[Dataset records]
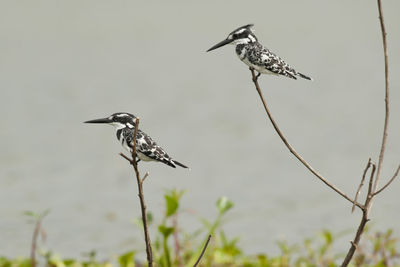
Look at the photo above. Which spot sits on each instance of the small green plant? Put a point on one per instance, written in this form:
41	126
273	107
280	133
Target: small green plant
175	247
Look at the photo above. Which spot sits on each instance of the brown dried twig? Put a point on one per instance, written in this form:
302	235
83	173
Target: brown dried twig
291	149
389	182
361	184
373	184
140	181
376	170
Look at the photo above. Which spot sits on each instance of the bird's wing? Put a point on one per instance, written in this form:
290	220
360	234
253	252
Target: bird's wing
274	63
148	147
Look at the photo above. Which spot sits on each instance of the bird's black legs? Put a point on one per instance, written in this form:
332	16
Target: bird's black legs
258	75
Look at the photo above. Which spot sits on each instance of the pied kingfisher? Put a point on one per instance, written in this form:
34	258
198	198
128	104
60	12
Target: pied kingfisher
251	52
146	148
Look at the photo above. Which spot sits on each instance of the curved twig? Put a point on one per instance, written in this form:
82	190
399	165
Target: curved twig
390	181
202	252
386	124
361	184
291	149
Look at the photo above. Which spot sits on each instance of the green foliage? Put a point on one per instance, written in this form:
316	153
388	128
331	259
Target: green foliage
173	247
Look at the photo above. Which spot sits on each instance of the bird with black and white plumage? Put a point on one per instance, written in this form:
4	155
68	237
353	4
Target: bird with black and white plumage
256	56
146	148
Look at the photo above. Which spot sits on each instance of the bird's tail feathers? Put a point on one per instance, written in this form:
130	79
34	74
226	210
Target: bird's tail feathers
305	76
180	164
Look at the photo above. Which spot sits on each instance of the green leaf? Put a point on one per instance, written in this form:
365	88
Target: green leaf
172	205
127	259
224	204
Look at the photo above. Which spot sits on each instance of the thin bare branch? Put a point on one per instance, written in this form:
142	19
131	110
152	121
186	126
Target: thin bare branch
390	181
361	184
354	243
133	162
371	179
386	123
291	149
202	252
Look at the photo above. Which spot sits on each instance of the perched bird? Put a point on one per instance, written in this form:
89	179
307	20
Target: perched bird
256	56
146	148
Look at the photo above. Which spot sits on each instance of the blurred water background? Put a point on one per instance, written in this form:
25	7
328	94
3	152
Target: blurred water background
64	62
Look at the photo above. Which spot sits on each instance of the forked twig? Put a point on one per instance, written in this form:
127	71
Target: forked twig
140	181
390	181
372	188
291	149
202	252
386	123
361	184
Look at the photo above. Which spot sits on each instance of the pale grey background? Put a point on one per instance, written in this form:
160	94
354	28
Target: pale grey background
64	62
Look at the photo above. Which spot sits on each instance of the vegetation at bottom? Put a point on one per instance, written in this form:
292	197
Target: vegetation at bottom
174	247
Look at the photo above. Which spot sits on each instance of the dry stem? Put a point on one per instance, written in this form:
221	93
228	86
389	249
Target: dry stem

- Work instructions: Each line from the one containing "of the thin" through the end of the entries, both included, is to be returned exactly, with no other lines.

- Written solution:
Look at the photo above. Which spot sits on each instance of the thin bare branch? Put a point on one per instance, written in this form:
142	19
131	110
152	121
186	126
Target: thin bare branch
390	181
361	184
354	243
133	162
371	179
386	123
291	149
202	252
Look at the photo above. Which spot sits on each instance of the perched bird? Put a point on one per instance, written in this form:
89	179
307	20
Target: perched bird
256	56
146	148
Look at the photo above. Which spot sits on each instance of the blurred water background? Put a point on one per instance, written in this form:
25	7
328	94
3	152
Target: blurred water background
64	62
Look at the photo above. Which spot sits on each instance of the forked twig? Put a point on one per instance, written in this form:
127	71
Target: forked twig
140	181
390	181
372	188
291	149
202	252
386	123
361	184
Look at the photo above. Which spot sits on each instance of the pale grey background? Put a point on one per instance, written in this form:
160	94
354	28
Target: pale grey background
64	62
Look at the photo above. Which spot sits on each instance of the vegetation at bottom? Put a point on one per instance, written in this form:
292	197
Target: vegetation at bottom
174	247
Look at the photo above. Which spot sits on each instance of the dry stem? Put a point on one per instance, written in this form:
221	93
228	86
389	249
Target: dry stem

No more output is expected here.